To be done:
Copy out word for word the part of the data below that opens with the line containing "Look at the photo above. For each instance of the paved" and closes with the line containing "pixel 145 58", including both of those lines.

Point annotation dataset records:
******************************
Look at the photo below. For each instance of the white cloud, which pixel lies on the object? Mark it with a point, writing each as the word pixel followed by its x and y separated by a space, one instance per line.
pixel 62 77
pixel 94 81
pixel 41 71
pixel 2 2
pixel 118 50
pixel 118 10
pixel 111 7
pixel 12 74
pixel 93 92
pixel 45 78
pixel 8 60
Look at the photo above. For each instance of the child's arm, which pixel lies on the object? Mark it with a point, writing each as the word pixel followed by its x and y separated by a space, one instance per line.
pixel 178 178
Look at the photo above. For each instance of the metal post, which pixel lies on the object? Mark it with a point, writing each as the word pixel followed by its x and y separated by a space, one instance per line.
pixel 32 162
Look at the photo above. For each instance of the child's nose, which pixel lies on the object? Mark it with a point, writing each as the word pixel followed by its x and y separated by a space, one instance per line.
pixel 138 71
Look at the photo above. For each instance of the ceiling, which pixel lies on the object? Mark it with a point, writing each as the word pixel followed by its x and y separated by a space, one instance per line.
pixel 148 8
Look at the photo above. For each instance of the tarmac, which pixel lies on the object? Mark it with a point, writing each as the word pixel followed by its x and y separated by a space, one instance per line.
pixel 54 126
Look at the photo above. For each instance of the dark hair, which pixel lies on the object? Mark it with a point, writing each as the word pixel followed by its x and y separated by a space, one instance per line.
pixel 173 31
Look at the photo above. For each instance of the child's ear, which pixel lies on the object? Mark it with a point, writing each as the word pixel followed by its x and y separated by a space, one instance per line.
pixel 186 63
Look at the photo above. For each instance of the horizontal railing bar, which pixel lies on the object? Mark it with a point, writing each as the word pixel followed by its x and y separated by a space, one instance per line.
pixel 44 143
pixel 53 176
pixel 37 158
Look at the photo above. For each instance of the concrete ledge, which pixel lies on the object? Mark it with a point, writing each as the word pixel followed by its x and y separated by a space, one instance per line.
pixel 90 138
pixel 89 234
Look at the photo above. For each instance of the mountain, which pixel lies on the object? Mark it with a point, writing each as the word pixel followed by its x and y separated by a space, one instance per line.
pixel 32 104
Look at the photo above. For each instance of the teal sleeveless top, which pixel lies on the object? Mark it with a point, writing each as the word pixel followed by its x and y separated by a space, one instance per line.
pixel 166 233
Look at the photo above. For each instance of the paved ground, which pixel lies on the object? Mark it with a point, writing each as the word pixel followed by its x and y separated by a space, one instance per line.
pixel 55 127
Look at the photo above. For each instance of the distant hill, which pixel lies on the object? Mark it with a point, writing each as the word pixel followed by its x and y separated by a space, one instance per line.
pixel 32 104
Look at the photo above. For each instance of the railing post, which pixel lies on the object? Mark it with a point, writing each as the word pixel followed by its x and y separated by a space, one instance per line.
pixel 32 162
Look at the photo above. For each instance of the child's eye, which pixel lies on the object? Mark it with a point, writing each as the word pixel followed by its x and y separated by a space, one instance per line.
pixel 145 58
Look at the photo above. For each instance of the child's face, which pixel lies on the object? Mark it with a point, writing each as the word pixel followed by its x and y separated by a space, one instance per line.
******************************
Reply to the exercise:
Look at the photo above. For each instance of the paved ground, which pixel lies on the object? Mark it with a point, writing each as the word pixel followed by its x and y separated by a space, one instance per line.
pixel 55 127
Look at the photo above. For each instance of the distant hill, which pixel lies on the object? Mark it with a point, writing each as the word pixel followed by its x and y separated by a space, one instance per line.
pixel 32 104
Look at the photo above. For each instance of the railing post, which pixel lies on the object? Mark it with a point, writing each as the word pixel followed by its x and y separated by a space, one instance per line.
pixel 32 162
Look at the photo above. For each instance of the child's eye, which pixel lies on the object? Mark it with a point, writing each as the word pixel followed by its x and y separated by a space, one instance per line.
pixel 145 58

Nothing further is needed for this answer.